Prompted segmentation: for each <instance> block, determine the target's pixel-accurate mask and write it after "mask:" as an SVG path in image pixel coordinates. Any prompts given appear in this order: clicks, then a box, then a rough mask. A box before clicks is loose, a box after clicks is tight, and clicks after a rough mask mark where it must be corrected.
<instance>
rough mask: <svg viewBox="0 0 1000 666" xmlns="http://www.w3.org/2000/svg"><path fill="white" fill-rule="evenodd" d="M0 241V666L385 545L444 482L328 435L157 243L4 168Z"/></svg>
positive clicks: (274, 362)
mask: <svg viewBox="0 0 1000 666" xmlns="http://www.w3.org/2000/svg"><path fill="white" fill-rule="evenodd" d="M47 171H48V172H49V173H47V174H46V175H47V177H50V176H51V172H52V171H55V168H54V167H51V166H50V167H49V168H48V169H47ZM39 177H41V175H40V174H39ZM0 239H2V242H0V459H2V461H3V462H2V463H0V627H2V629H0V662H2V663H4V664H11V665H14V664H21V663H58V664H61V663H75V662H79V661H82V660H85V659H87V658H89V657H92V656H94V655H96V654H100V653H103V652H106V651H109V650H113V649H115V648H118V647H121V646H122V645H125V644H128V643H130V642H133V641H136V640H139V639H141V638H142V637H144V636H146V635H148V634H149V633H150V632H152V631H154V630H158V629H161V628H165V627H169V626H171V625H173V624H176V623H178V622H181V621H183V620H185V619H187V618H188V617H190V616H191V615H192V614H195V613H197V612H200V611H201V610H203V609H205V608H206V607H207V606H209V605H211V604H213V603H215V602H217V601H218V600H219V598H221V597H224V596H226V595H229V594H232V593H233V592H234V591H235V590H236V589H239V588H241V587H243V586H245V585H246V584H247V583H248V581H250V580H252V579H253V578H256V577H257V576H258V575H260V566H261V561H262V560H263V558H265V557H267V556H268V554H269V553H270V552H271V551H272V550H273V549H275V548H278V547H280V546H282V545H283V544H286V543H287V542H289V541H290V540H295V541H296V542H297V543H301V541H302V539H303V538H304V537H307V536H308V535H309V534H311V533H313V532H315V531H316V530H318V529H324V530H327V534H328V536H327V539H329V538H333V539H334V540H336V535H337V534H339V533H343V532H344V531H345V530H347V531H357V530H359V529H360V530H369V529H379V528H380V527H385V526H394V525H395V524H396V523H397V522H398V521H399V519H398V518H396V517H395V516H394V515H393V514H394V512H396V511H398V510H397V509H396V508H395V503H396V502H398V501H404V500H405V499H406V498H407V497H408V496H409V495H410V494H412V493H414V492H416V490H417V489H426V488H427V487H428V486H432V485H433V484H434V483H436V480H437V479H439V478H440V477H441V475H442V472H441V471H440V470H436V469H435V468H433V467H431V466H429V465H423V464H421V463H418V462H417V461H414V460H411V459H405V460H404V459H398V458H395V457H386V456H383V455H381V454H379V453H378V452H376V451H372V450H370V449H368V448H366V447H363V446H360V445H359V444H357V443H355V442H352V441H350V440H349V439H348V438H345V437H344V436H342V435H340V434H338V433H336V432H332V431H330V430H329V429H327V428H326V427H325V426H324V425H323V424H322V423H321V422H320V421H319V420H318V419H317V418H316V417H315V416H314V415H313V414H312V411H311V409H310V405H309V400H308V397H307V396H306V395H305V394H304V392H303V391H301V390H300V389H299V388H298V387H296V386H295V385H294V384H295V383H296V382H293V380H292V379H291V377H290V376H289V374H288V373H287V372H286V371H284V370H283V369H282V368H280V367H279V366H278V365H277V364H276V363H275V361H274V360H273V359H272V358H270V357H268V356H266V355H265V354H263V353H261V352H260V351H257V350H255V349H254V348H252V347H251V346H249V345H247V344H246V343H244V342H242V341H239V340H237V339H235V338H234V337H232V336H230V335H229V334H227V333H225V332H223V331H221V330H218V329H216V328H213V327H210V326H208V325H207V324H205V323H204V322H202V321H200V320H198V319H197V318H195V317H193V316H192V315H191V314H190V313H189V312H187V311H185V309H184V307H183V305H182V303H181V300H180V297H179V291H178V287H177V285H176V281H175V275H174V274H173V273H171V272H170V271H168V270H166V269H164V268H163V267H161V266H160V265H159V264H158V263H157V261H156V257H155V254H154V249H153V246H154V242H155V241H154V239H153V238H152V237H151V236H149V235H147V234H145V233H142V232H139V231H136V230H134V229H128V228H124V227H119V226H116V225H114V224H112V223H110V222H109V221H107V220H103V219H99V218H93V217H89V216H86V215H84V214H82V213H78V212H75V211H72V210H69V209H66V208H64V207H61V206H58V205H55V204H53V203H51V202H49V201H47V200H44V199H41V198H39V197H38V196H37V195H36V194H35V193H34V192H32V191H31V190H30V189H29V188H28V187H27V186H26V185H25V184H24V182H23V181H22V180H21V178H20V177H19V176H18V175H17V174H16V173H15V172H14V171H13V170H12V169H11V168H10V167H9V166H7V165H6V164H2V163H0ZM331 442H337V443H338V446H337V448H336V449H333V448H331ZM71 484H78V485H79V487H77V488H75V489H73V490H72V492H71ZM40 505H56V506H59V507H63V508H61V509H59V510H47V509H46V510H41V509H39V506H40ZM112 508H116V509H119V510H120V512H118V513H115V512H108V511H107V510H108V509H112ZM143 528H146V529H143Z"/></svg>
※ ※ ※
### [Exercise description]
Which lines in the data above hold the word "clicks"? Return each of them.

### [Result]
Prompted segmentation: for each <instance> block, determine the target's pixel-accurate mask and write it after "mask:" as an SVG path in image pixel coordinates. Any prompts given appear in this order: clicks, then a box, then a rough mask. A box before clicks is loose, a box after clicks is tight, and clicks after a rough mask mark where it must be corrected.
positive clicks: (274, 362)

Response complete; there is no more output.